## Task goal:
Your answer should be only the lines below from the one with "Draw the outline of every instance of the terracotta" to the one with "Draw the outline of every instance of the wooden", repeated exactly, ends included.
***
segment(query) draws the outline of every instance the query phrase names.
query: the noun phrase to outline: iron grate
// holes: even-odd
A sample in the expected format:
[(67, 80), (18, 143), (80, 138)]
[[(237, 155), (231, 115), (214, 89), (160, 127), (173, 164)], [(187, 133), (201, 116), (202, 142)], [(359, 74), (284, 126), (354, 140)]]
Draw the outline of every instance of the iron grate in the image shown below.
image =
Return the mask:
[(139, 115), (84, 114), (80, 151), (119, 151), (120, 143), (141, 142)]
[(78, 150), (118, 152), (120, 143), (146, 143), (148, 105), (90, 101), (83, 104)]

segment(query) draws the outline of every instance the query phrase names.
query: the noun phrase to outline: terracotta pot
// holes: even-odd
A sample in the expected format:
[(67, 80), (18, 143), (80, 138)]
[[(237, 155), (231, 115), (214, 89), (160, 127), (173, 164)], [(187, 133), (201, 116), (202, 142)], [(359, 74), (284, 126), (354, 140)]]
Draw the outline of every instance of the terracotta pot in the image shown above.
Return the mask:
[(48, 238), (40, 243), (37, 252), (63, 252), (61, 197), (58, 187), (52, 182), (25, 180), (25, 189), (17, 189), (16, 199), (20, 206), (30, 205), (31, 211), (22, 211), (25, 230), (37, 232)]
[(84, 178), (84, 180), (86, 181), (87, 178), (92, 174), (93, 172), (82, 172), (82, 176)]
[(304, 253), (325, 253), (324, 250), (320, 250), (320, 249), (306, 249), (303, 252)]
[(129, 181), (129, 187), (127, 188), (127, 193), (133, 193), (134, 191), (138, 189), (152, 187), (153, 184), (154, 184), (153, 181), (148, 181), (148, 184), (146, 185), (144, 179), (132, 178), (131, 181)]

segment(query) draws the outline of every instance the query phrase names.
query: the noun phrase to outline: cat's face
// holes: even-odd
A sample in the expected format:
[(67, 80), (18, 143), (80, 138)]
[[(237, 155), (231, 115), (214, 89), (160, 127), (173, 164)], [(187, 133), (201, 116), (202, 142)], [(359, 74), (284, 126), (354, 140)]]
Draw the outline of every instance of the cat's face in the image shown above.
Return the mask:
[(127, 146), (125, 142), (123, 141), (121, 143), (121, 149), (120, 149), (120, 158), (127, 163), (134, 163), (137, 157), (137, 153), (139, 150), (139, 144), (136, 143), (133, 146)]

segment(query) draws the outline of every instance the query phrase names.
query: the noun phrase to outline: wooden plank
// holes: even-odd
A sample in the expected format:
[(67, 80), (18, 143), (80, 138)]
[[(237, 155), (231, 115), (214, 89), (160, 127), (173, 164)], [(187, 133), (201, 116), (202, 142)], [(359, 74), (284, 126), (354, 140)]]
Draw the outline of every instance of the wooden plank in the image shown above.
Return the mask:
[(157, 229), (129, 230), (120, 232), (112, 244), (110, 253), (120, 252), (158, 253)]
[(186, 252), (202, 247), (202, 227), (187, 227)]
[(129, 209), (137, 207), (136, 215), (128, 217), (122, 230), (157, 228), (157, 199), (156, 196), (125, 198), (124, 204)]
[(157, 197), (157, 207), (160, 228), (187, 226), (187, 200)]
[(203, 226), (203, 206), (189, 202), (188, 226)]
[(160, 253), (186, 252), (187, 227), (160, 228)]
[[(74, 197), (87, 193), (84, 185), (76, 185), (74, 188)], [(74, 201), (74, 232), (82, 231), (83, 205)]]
***
## Result:
Draw the outline of every instance of the terracotta pot in the image shown above.
Return the mask:
[(48, 238), (40, 243), (37, 252), (63, 252), (61, 197), (58, 187), (52, 182), (25, 180), (25, 189), (17, 189), (16, 199), (20, 206), (30, 205), (31, 211), (22, 211), (25, 230), (37, 232)]
[(84, 178), (84, 180), (86, 181), (87, 178), (92, 174), (93, 172), (82, 172), (82, 176)]
[(304, 253), (325, 253), (324, 250), (320, 250), (320, 249), (306, 249), (303, 252)]
[(129, 181), (129, 187), (127, 188), (127, 193), (133, 193), (134, 191), (138, 189), (152, 187), (153, 184), (154, 184), (153, 181), (148, 181), (148, 184), (146, 185), (144, 179), (132, 178), (131, 181)]

segment(query) draws the outline of every instance the query phrase names.
query: the noun phrase to outline: cat's face
// holes: even-odd
A sample in the expected format:
[(67, 80), (18, 143), (80, 138)]
[[(237, 155), (231, 115), (214, 89), (160, 127), (173, 164)], [(187, 133), (201, 116), (202, 142)], [(359, 74), (284, 126), (354, 140)]]
Draw the outline of every instance of the cat's face in the image shown above.
Return the mask:
[(127, 146), (125, 142), (123, 141), (121, 143), (121, 149), (120, 149), (120, 158), (127, 163), (134, 163), (137, 157), (137, 153), (139, 150), (139, 144), (136, 143), (133, 146)]

segment(query) draws the outline of every instance the query phrase names.
query: the noun phrase to outline: wooden plank
// holes: even-odd
A sample in the expected format:
[(67, 80), (18, 143), (80, 138)]
[[(237, 155), (231, 115), (214, 89), (160, 127), (173, 164)], [(187, 133), (201, 116), (202, 142)], [(359, 74), (284, 126), (354, 140)]]
Draw the outline of every instance of the wooden plank in the image shown above.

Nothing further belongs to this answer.